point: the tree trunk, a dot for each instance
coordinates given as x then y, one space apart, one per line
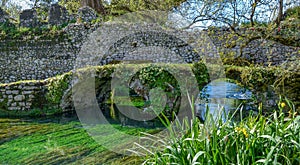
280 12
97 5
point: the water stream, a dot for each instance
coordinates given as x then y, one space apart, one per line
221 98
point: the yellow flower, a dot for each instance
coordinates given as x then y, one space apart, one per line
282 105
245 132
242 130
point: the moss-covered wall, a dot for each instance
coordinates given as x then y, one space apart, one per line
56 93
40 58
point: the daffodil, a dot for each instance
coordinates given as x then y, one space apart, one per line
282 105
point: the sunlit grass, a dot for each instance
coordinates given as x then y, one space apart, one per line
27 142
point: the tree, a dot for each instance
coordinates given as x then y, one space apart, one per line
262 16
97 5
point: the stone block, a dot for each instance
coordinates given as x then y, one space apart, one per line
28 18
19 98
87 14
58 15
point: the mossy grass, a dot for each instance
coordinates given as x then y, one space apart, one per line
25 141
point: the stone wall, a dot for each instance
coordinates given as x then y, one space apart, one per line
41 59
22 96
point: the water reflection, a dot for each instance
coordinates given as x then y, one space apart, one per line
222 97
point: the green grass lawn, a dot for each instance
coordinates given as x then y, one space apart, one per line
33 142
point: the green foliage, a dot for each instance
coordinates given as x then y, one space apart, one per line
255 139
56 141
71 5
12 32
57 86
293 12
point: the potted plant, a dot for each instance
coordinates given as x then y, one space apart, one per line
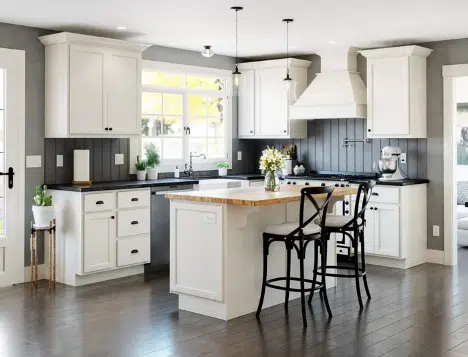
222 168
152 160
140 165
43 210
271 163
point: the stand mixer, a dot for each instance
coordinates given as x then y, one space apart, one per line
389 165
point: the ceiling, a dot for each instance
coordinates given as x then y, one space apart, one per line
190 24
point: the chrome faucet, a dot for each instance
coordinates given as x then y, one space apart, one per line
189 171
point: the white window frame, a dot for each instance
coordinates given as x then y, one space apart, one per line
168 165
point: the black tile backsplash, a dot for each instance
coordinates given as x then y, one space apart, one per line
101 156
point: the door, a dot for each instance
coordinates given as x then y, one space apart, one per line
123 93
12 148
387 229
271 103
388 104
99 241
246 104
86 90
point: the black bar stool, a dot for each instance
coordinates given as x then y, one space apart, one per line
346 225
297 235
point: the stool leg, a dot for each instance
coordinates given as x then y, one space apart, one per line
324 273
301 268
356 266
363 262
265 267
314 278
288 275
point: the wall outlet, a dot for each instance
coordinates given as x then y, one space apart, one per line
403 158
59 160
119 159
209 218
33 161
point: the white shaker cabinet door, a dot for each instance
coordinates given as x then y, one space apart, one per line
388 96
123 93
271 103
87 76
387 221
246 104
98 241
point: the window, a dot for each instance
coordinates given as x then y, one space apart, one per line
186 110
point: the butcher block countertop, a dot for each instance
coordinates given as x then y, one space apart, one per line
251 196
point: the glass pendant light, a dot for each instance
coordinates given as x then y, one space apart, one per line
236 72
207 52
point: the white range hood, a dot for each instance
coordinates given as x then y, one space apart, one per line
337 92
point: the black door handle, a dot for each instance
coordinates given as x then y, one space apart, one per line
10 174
▬▬▬▬▬▬
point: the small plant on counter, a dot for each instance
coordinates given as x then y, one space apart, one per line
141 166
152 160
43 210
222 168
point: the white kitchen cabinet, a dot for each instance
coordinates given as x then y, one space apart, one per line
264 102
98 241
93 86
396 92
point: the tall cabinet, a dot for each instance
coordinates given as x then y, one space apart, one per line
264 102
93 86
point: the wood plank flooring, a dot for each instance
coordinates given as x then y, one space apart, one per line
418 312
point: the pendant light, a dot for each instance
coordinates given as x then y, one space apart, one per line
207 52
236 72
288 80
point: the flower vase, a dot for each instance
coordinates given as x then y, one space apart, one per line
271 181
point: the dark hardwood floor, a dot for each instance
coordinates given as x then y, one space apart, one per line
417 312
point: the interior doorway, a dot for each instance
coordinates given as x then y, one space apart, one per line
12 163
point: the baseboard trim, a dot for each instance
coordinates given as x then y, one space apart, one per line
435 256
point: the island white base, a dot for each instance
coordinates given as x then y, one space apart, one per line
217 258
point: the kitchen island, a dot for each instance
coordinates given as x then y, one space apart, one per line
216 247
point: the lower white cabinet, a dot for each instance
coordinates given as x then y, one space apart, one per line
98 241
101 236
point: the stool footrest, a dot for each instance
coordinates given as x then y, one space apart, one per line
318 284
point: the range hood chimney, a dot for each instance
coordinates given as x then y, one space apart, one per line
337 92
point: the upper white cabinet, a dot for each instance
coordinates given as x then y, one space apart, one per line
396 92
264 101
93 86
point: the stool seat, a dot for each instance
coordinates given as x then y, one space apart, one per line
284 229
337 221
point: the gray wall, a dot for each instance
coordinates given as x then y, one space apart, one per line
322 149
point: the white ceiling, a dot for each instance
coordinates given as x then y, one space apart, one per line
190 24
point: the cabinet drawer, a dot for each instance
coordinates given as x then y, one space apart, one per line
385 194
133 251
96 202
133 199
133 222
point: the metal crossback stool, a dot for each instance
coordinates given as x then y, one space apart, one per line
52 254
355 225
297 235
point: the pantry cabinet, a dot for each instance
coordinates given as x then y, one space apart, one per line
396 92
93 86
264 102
▬▬▬▬▬▬
Tally the lines of the material that contain the string "black", and give only the resulting number.

3